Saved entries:
● ● ● ● ● ● ●
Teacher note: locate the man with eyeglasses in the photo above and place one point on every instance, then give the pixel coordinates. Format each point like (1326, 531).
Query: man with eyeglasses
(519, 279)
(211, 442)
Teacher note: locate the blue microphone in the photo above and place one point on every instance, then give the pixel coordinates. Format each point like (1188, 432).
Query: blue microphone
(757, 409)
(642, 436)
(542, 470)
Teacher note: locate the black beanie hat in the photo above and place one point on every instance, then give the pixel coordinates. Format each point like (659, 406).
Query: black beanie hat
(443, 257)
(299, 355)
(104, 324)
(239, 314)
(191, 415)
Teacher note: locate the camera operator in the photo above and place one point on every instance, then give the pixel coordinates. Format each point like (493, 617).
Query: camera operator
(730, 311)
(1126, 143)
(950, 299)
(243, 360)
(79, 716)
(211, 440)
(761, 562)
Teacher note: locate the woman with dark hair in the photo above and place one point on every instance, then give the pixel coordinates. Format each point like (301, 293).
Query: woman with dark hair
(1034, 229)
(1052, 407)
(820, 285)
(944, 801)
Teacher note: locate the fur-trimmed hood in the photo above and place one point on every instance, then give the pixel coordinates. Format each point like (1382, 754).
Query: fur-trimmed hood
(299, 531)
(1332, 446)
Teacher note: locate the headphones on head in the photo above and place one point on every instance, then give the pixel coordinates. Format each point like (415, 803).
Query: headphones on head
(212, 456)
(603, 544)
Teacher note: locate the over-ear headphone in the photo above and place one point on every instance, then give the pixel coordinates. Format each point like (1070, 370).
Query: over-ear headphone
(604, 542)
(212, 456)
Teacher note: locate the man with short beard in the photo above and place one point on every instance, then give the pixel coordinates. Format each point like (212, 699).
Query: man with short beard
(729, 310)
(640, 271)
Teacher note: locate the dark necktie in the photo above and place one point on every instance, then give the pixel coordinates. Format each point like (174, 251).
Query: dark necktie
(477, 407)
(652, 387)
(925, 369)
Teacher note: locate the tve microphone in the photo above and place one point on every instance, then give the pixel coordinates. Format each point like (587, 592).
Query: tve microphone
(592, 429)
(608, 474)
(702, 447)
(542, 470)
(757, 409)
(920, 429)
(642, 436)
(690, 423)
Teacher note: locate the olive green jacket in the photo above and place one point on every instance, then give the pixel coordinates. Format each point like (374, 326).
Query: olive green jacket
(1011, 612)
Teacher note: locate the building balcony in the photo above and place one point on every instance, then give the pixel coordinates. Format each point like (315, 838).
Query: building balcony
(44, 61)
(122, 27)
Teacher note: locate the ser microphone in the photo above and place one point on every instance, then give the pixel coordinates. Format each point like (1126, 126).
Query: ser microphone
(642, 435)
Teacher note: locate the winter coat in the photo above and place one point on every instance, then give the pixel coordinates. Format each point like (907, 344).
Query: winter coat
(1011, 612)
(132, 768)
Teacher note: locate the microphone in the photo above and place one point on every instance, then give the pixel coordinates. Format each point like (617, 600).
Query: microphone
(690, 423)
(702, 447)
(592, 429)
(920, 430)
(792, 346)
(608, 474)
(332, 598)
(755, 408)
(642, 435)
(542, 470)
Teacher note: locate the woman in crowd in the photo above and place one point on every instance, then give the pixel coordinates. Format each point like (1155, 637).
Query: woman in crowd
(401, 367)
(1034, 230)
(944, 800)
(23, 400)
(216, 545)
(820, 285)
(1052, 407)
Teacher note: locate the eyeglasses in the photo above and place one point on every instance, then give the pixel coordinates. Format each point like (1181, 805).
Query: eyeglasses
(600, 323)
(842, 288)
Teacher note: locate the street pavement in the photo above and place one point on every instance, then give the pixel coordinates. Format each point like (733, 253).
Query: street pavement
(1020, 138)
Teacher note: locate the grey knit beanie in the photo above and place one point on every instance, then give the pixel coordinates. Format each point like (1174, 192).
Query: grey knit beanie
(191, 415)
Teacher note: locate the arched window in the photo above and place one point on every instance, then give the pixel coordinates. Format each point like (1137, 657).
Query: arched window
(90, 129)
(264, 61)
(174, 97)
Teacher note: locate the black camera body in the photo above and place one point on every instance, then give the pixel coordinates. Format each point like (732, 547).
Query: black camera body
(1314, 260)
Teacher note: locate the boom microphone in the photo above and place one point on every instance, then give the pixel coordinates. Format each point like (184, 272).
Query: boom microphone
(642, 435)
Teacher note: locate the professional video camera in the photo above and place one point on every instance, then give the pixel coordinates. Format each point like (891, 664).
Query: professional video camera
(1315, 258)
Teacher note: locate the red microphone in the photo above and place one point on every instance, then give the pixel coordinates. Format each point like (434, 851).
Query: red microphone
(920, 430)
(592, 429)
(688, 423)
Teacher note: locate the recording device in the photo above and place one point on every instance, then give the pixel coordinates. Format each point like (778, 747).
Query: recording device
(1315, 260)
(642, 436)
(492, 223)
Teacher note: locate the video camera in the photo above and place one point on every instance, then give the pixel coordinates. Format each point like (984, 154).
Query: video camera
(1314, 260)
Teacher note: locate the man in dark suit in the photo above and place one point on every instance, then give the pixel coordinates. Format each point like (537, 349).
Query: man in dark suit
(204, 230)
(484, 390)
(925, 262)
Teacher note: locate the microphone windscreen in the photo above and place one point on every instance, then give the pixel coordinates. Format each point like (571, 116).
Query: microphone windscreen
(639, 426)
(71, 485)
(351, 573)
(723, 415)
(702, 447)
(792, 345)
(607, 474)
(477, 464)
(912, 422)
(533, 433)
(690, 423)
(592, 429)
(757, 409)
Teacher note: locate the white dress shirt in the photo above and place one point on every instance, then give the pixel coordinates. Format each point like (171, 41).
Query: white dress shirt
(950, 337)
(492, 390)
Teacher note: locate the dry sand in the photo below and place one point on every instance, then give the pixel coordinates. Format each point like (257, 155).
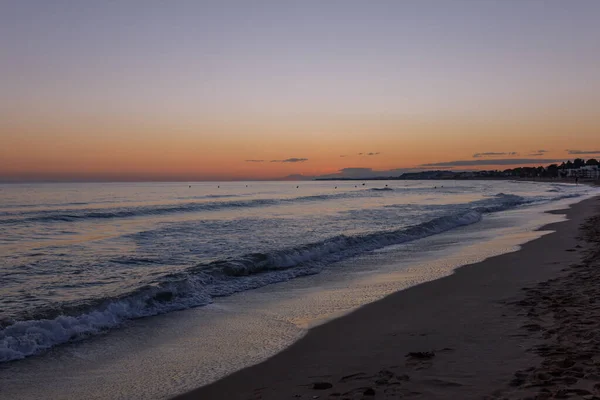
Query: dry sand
(520, 325)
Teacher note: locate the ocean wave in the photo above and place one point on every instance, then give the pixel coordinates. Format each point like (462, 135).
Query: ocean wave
(200, 284)
(72, 215)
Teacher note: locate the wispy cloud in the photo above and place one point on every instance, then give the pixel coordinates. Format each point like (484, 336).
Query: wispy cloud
(579, 152)
(495, 161)
(494, 154)
(293, 159)
(537, 152)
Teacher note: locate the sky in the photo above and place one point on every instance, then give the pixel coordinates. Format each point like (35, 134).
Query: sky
(225, 90)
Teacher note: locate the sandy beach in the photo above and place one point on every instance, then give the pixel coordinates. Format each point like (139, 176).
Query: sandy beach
(519, 325)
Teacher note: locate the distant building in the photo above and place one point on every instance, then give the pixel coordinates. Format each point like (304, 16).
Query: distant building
(586, 172)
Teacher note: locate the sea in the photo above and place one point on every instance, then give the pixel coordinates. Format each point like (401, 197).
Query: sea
(155, 288)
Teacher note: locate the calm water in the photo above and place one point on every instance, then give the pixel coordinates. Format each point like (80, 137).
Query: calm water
(79, 259)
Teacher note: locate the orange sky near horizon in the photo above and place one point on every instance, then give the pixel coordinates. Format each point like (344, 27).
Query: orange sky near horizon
(112, 91)
(219, 151)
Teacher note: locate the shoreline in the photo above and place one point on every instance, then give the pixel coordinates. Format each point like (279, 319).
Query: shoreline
(464, 319)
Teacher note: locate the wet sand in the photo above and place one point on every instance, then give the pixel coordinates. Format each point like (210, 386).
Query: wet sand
(520, 325)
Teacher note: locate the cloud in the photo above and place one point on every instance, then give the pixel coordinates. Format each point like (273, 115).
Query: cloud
(583, 151)
(366, 173)
(493, 154)
(293, 159)
(497, 161)
(537, 152)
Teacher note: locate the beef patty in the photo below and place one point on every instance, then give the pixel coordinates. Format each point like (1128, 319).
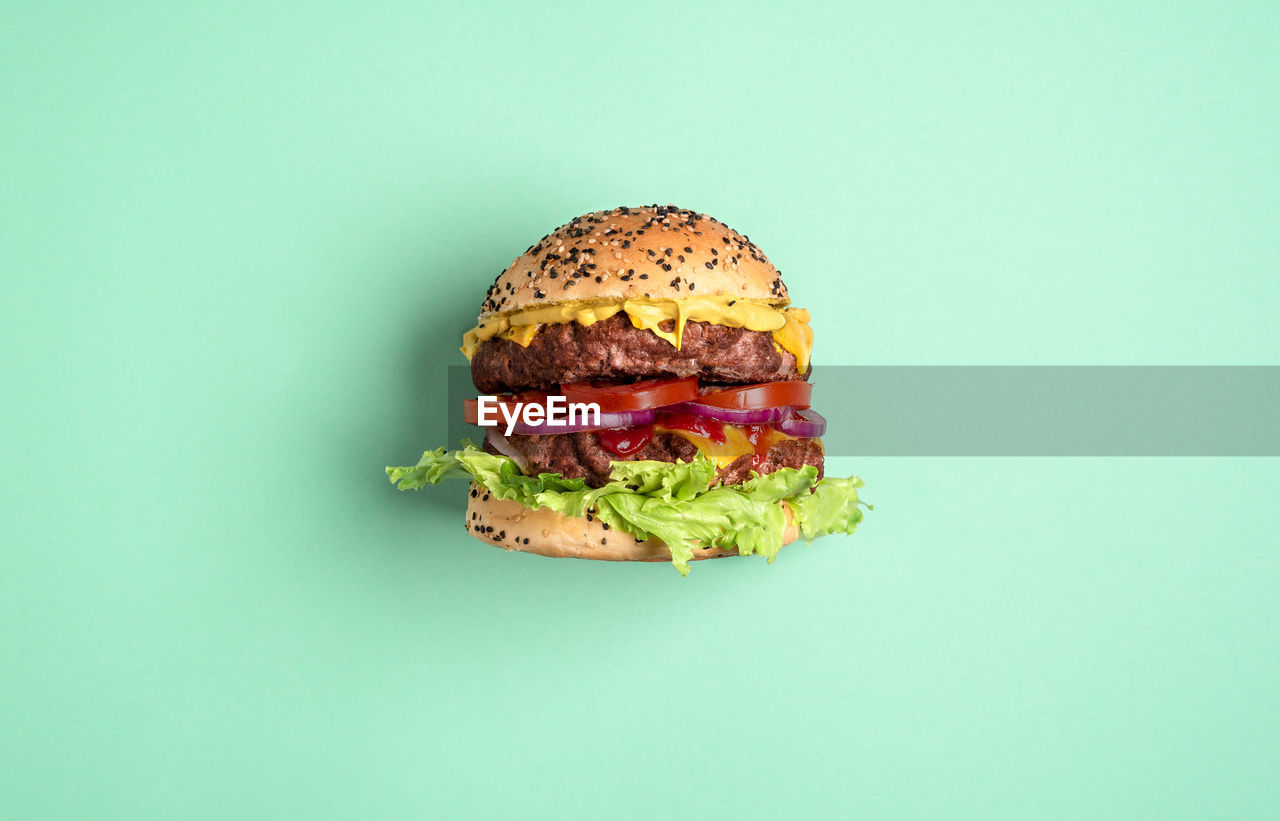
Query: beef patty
(613, 349)
(580, 455)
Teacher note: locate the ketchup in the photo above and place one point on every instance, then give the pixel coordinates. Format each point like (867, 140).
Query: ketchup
(625, 441)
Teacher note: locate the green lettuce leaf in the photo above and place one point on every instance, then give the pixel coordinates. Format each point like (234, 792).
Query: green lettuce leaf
(676, 502)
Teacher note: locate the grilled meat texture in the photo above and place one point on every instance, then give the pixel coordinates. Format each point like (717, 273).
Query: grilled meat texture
(580, 455)
(616, 350)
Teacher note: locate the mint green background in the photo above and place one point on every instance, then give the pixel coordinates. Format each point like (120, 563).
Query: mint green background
(238, 245)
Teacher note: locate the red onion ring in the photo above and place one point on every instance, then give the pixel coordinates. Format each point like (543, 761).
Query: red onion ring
(624, 419)
(732, 415)
(807, 424)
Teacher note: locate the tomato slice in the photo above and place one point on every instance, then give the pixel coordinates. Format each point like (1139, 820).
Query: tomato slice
(635, 396)
(766, 395)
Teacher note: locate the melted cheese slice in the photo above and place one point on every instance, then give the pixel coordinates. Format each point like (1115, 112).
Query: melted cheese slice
(789, 325)
(734, 447)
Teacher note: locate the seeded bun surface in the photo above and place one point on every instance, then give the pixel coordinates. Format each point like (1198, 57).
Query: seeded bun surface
(656, 251)
(511, 525)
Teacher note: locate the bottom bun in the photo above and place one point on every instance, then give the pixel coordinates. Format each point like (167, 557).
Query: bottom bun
(512, 527)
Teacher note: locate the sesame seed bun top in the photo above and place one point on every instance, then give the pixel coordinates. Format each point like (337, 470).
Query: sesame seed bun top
(654, 251)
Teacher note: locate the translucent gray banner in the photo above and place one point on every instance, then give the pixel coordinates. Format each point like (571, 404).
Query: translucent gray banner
(1028, 410)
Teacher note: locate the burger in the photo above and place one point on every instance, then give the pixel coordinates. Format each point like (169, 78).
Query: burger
(675, 340)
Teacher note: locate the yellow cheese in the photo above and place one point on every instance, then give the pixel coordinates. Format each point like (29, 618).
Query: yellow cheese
(789, 325)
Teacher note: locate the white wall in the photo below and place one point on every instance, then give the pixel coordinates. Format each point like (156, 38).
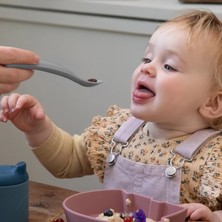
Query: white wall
(107, 55)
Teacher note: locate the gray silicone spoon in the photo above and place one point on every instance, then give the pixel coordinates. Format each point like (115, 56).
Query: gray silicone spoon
(58, 70)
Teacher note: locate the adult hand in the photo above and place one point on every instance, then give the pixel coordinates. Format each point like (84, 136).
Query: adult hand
(10, 78)
(199, 212)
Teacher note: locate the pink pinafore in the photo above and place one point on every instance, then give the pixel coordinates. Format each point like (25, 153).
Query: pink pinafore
(161, 182)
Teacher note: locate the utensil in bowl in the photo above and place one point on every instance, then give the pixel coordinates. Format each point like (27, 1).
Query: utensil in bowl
(86, 206)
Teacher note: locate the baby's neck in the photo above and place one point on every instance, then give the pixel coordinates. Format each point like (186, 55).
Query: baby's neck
(161, 132)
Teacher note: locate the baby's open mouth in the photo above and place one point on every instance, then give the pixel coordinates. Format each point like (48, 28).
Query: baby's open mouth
(144, 89)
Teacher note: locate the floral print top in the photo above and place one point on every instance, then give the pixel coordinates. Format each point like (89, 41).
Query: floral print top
(201, 179)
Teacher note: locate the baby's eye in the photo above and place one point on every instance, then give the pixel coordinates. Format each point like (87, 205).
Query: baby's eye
(146, 60)
(169, 68)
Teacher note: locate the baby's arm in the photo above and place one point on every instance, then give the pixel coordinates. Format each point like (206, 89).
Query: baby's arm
(26, 113)
(199, 212)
● ● ● ● ● ● ●
## ABOUT THIS EXERCISE
Scan the records for the string "below". Copy each line in which it appears.

## RESULT FOR THIS EXERCISE
Teacher note: locate the dry sand in the photo below and place one point on every instance, then give the pixel coordinates. Format each point like (257, 155).
Teacher note: locate the beef patty in the photo below and place one point on every instance, then give the pixel coordinates. Format each point like (1128, 319).
Teacher note: locate the white wall in the photo below and place one point on every instance, then give the pixel coordinates. Format each point like (156, 38).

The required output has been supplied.